Excerpts of annotation records:
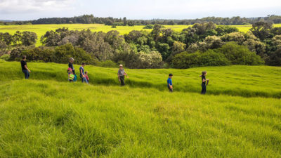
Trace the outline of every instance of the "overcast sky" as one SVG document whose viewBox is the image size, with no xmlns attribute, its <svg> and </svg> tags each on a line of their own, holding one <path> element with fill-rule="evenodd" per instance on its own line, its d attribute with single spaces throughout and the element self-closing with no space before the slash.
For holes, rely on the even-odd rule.
<svg viewBox="0 0 281 158">
<path fill-rule="evenodd" d="M 0 19 L 98 17 L 194 19 L 281 15 L 281 0 L 0 0 Z"/>
</svg>

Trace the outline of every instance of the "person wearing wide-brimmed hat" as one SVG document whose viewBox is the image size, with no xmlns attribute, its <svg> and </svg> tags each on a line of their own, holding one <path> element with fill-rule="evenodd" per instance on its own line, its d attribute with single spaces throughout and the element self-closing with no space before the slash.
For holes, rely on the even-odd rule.
<svg viewBox="0 0 281 158">
<path fill-rule="evenodd" d="M 125 86 L 125 75 L 128 77 L 127 74 L 125 72 L 125 70 L 123 68 L 123 65 L 119 65 L 119 70 L 118 70 L 118 79 L 121 84 L 121 86 Z"/>
</svg>

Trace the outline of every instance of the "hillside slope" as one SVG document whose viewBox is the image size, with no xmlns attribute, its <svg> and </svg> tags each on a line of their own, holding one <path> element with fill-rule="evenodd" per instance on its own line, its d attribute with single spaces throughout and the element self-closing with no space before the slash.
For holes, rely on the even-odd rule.
<svg viewBox="0 0 281 158">
<path fill-rule="evenodd" d="M 127 70 L 119 87 L 117 69 L 86 66 L 86 85 L 68 83 L 64 65 L 28 63 L 30 80 L 19 66 L 0 62 L 1 157 L 281 157 L 280 67 Z M 215 95 L 196 91 L 202 70 Z M 228 86 L 268 98 L 223 95 Z"/>
</svg>

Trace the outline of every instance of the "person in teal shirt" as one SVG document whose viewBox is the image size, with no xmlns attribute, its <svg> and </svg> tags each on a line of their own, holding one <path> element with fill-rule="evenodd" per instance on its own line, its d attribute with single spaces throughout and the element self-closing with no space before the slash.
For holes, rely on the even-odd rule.
<svg viewBox="0 0 281 158">
<path fill-rule="evenodd" d="M 171 82 L 171 78 L 173 77 L 173 74 L 169 74 L 169 78 L 167 80 L 167 83 L 168 83 L 168 88 L 169 91 L 170 91 L 170 92 L 173 92 L 173 83 Z"/>
</svg>

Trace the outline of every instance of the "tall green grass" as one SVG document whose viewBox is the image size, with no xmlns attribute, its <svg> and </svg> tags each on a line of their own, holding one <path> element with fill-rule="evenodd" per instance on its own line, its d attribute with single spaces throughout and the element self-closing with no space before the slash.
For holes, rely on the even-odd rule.
<svg viewBox="0 0 281 158">
<path fill-rule="evenodd" d="M 280 100 L 7 79 L 1 157 L 280 157 Z"/>
<path fill-rule="evenodd" d="M 280 67 L 126 69 L 120 87 L 117 69 L 86 66 L 87 85 L 67 82 L 67 65 L 27 65 L 25 80 L 0 60 L 0 157 L 281 157 Z"/>
<path fill-rule="evenodd" d="M 29 62 L 32 71 L 31 79 L 67 81 L 67 65 Z M 79 65 L 74 65 L 79 76 Z M 94 85 L 118 85 L 117 68 L 86 66 L 90 83 Z M 197 67 L 188 70 L 147 69 L 125 70 L 130 78 L 126 79 L 131 87 L 155 88 L 166 91 L 168 74 L 174 74 L 174 91 L 199 93 L 201 91 L 202 71 L 207 71 L 210 84 L 207 93 L 244 97 L 262 96 L 281 98 L 281 67 L 269 66 L 242 66 Z M 0 79 L 20 79 L 24 77 L 19 62 L 0 63 Z M 80 80 L 79 80 L 80 81 Z"/>
</svg>

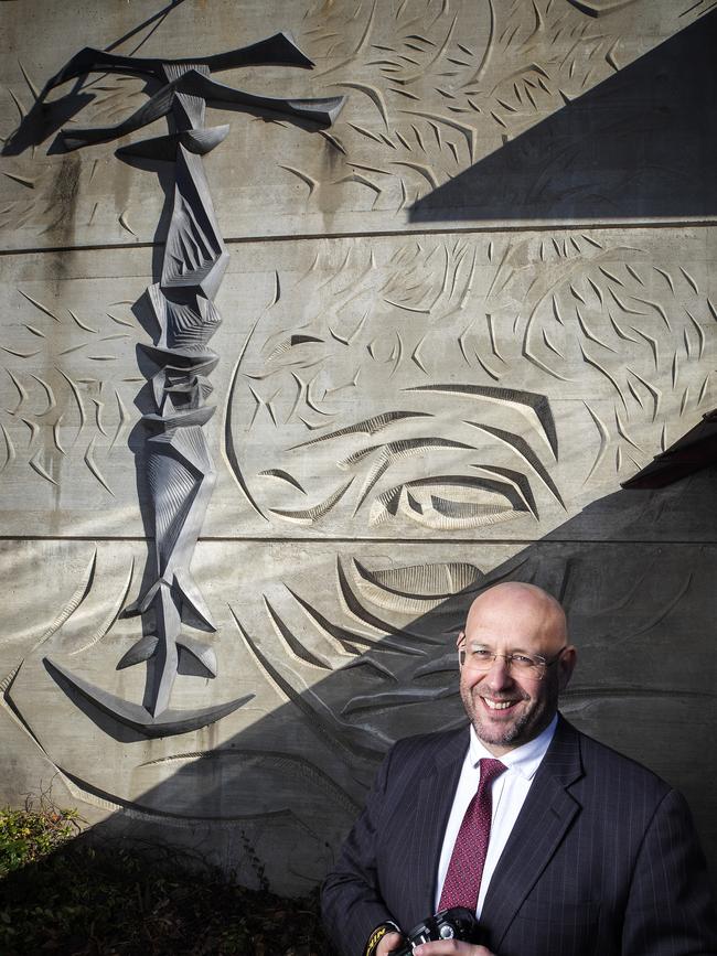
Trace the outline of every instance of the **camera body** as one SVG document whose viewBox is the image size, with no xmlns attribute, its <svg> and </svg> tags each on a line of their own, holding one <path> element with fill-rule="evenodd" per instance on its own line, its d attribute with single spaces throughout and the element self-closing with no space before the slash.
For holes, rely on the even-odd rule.
<svg viewBox="0 0 717 956">
<path fill-rule="evenodd" d="M 435 916 L 428 916 L 422 923 L 414 926 L 406 942 L 398 949 L 392 949 L 392 956 L 411 956 L 415 946 L 434 939 L 478 943 L 478 920 L 471 910 L 467 910 L 465 906 L 441 910 Z"/>
</svg>

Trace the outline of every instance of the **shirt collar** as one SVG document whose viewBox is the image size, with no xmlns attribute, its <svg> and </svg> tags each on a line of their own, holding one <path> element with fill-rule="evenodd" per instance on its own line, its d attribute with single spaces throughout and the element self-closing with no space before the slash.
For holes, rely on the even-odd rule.
<svg viewBox="0 0 717 956">
<path fill-rule="evenodd" d="M 544 731 L 538 733 L 533 740 L 528 740 L 527 743 L 522 743 L 520 746 L 516 746 L 514 750 L 509 750 L 507 753 L 503 754 L 500 758 L 501 763 L 504 763 L 509 770 L 515 770 L 521 776 L 525 777 L 525 780 L 533 780 L 535 776 L 535 772 L 543 758 L 546 754 L 548 746 L 550 745 L 550 741 L 553 740 L 553 734 L 555 733 L 555 728 L 558 726 L 558 716 L 557 713 L 554 716 L 553 720 L 548 723 Z M 482 743 L 475 733 L 475 729 L 471 724 L 471 742 L 469 746 L 469 760 L 472 766 L 478 766 L 478 761 L 483 758 L 495 759 L 495 754 L 491 753 L 490 750 Z"/>
</svg>

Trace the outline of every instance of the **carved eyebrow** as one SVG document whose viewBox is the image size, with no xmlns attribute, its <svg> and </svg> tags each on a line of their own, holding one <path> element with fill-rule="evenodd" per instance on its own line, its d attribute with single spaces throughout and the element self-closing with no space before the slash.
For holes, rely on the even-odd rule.
<svg viewBox="0 0 717 956">
<path fill-rule="evenodd" d="M 404 391 L 441 391 L 454 395 L 467 395 L 472 398 L 483 398 L 486 401 L 495 401 L 499 405 L 522 406 L 518 411 L 527 410 L 537 419 L 543 434 L 550 447 L 550 451 L 557 459 L 558 437 L 555 430 L 555 420 L 550 411 L 550 402 L 546 395 L 536 391 L 520 391 L 514 388 L 495 388 L 490 385 L 417 385 L 413 388 L 404 388 Z"/>
<path fill-rule="evenodd" d="M 473 428 L 478 428 L 480 431 L 484 431 L 486 434 L 492 434 L 494 438 L 497 438 L 499 441 L 502 441 L 509 448 L 512 448 L 513 451 L 515 451 L 523 459 L 523 461 L 529 464 L 535 474 L 548 488 L 556 502 L 563 507 L 564 511 L 567 512 L 567 508 L 565 507 L 565 502 L 560 497 L 560 492 L 555 486 L 553 479 L 548 474 L 546 468 L 544 466 L 539 458 L 536 455 L 531 445 L 525 441 L 522 436 L 514 434 L 512 431 L 503 431 L 502 428 L 491 428 L 490 426 L 482 425 L 478 421 L 465 421 L 465 425 L 472 425 Z"/>
<path fill-rule="evenodd" d="M 356 421 L 354 425 L 347 425 L 345 428 L 340 428 L 336 431 L 331 431 L 329 434 L 312 438 L 310 441 L 302 441 L 300 444 L 292 444 L 289 449 L 293 451 L 296 448 L 308 448 L 310 444 L 317 444 L 320 441 L 329 441 L 332 438 L 340 438 L 344 434 L 376 434 L 383 431 L 394 421 L 399 421 L 403 418 L 432 418 L 429 411 L 384 411 L 382 415 L 375 415 L 373 418 L 365 418 L 363 421 Z"/>
</svg>

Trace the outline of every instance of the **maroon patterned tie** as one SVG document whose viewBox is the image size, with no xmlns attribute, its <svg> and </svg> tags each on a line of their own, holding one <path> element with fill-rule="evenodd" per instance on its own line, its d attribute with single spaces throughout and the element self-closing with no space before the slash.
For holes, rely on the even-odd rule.
<svg viewBox="0 0 717 956">
<path fill-rule="evenodd" d="M 461 828 L 456 837 L 446 882 L 440 894 L 439 910 L 467 906 L 474 910 L 491 835 L 493 802 L 491 784 L 506 769 L 500 760 L 484 758 L 479 761 L 481 778 L 473 799 L 469 803 Z"/>
</svg>

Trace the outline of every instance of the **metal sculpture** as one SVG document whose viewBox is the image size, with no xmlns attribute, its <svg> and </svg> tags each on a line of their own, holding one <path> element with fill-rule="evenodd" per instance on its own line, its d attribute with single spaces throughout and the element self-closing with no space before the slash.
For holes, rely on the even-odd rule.
<svg viewBox="0 0 717 956">
<path fill-rule="evenodd" d="M 173 120 L 173 131 L 168 136 L 117 151 L 175 164 L 173 211 L 161 278 L 148 289 L 160 335 L 153 345 L 143 346 L 157 369 L 151 376 L 154 410 L 142 418 L 152 432 L 147 440 L 146 477 L 154 519 L 153 583 L 125 612 L 149 615 L 153 626 L 117 665 L 122 668 L 152 660 L 152 668 L 148 669 L 149 703 L 142 707 L 116 697 L 45 658 L 47 668 L 58 676 L 61 684 L 68 684 L 100 710 L 146 737 L 167 737 L 204 727 L 253 697 L 195 711 L 169 707 L 180 648 L 196 658 L 205 673 L 217 674 L 214 649 L 182 633 L 188 611 L 203 630 L 216 631 L 190 571 L 215 481 L 203 426 L 214 412 L 206 399 L 212 393 L 208 375 L 218 362 L 208 343 L 222 321 L 213 300 L 228 261 L 202 157 L 222 142 L 229 127 L 204 126 L 206 103 L 271 110 L 320 126 L 331 125 L 343 105 L 343 97 L 255 96 L 211 76 L 220 69 L 267 63 L 313 66 L 286 33 L 204 60 L 137 58 L 87 47 L 50 79 L 43 90 L 44 96 L 68 79 L 96 71 L 149 76 L 161 83 L 149 103 L 116 126 L 63 131 L 67 150 L 116 139 L 168 114 Z"/>
</svg>

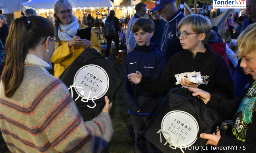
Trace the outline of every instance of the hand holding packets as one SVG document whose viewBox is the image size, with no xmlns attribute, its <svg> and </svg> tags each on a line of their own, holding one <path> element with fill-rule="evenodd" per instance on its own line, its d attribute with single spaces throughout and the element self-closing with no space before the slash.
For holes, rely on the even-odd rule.
<svg viewBox="0 0 256 153">
<path fill-rule="evenodd" d="M 181 81 L 181 79 L 182 79 L 183 80 L 184 80 L 184 79 L 186 78 L 187 81 L 198 85 L 201 84 L 203 81 L 203 79 L 201 78 L 201 73 L 200 72 L 196 72 L 194 71 L 192 72 L 183 73 L 174 75 L 174 76 L 177 80 L 177 82 L 175 83 L 175 84 L 176 85 L 180 84 L 179 81 Z"/>
</svg>

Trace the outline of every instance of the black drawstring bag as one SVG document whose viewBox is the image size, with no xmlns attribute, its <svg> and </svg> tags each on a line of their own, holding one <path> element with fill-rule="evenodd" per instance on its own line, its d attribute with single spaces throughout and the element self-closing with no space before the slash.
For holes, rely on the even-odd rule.
<svg viewBox="0 0 256 153">
<path fill-rule="evenodd" d="M 164 153 L 182 153 L 182 149 L 185 153 L 201 152 L 208 140 L 200 134 L 212 134 L 219 124 L 218 113 L 193 93 L 186 88 L 171 89 L 143 132 Z"/>
<path fill-rule="evenodd" d="M 105 104 L 105 96 L 110 101 L 113 100 L 124 77 L 120 68 L 95 49 L 87 49 L 59 79 L 67 86 L 83 120 L 87 121 L 101 112 Z"/>
</svg>

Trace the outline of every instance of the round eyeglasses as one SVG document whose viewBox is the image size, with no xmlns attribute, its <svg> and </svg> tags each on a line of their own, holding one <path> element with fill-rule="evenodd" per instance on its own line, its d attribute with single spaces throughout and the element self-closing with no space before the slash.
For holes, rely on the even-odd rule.
<svg viewBox="0 0 256 153">
<path fill-rule="evenodd" d="M 180 38 L 180 36 L 181 35 L 181 34 L 182 34 L 182 37 L 184 38 L 186 38 L 187 37 L 188 34 L 196 34 L 197 33 L 188 33 L 186 31 L 183 31 L 182 33 L 181 33 L 179 31 L 177 31 L 176 32 L 176 36 L 178 38 Z"/>
<path fill-rule="evenodd" d="M 66 14 L 66 13 L 67 13 L 68 14 L 70 14 L 72 13 L 72 10 L 68 10 L 67 11 L 63 10 L 59 12 L 60 14 L 62 15 L 64 15 Z"/>
</svg>

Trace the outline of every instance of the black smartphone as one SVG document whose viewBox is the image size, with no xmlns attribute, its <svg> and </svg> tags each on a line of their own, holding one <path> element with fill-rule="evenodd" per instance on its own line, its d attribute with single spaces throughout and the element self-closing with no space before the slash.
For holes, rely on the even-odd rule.
<svg viewBox="0 0 256 153">
<path fill-rule="evenodd" d="M 82 39 L 85 39 L 90 40 L 91 39 L 91 29 L 90 27 L 86 28 L 79 28 L 77 29 L 76 35 L 80 37 Z"/>
</svg>

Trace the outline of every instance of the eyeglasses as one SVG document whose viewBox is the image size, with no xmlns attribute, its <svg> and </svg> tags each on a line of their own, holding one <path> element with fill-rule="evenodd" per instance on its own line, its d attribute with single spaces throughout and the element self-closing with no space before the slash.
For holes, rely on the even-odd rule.
<svg viewBox="0 0 256 153">
<path fill-rule="evenodd" d="M 186 38 L 187 37 L 188 34 L 196 34 L 197 33 L 188 33 L 186 31 L 183 31 L 182 33 L 181 33 L 179 31 L 177 31 L 176 32 L 176 36 L 178 38 L 180 38 L 180 36 L 181 35 L 181 34 L 182 34 L 182 37 L 184 38 Z"/>
<path fill-rule="evenodd" d="M 60 46 L 60 43 L 59 42 L 59 41 L 57 41 L 57 40 L 56 40 L 55 39 L 53 39 L 53 38 L 51 38 L 51 40 L 53 40 L 54 41 L 55 41 L 55 42 L 58 42 L 58 43 L 59 43 L 59 45 L 58 45 L 58 46 L 57 46 L 57 47 L 56 47 L 56 48 L 55 48 L 55 49 L 57 49 L 57 48 L 58 48 L 58 47 L 59 46 Z"/>
<path fill-rule="evenodd" d="M 62 15 L 64 15 L 66 14 L 66 13 L 67 13 L 68 14 L 70 14 L 72 13 L 72 10 L 68 10 L 67 11 L 63 10 L 59 12 L 60 14 Z"/>
<path fill-rule="evenodd" d="M 157 12 L 162 13 L 162 12 L 163 11 L 163 8 L 165 7 L 167 5 L 167 4 L 165 4 L 162 7 L 161 9 L 159 9 L 158 10 L 157 10 Z"/>
</svg>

WHAT IS REQUIRED.
Reproduce everything in the listing from the line containing "Trace the outline of every instance of the eyeglasses" down to the end of the listing, with both ends included and every character kept as it is.

EXERCISE OUTPUT.
Trace the outline of every instance of the eyeglasses as one SVG document whose viewBox is the image size, with no xmlns attribute, its <svg> and </svg> tags each on a line of their own, holding one <path> element with fill-rule="evenodd" per instance on its own line, its d attribute with single spaces throughout and the element self-closing with no space before the slash.
For holes, rely on the even-odd rule.
<svg viewBox="0 0 256 153">
<path fill-rule="evenodd" d="M 186 38 L 187 37 L 188 34 L 196 34 L 197 33 L 188 33 L 186 31 L 183 31 L 182 33 L 181 33 L 179 31 L 177 31 L 176 32 L 176 36 L 178 38 L 180 38 L 180 36 L 181 35 L 181 34 L 182 34 L 182 37 L 184 38 Z"/>
<path fill-rule="evenodd" d="M 60 46 L 60 43 L 59 42 L 59 41 L 57 41 L 57 40 L 56 40 L 55 39 L 53 39 L 53 38 L 51 38 L 51 40 L 53 40 L 54 41 L 55 41 L 55 42 L 58 42 L 58 43 L 59 43 L 59 45 L 58 45 L 58 46 L 57 46 L 57 47 L 56 47 L 56 48 L 55 48 L 55 49 L 57 49 L 57 48 L 58 48 L 58 47 L 59 46 Z"/>
<path fill-rule="evenodd" d="M 62 15 L 64 15 L 66 14 L 66 13 L 67 13 L 68 14 L 70 14 L 72 13 L 72 10 L 68 10 L 67 11 L 63 10 L 59 12 L 60 14 Z"/>
<path fill-rule="evenodd" d="M 157 12 L 162 13 L 162 12 L 163 11 L 163 8 L 165 7 L 167 5 L 167 4 L 165 4 L 162 7 L 161 9 L 159 9 L 158 10 L 157 10 Z"/>
</svg>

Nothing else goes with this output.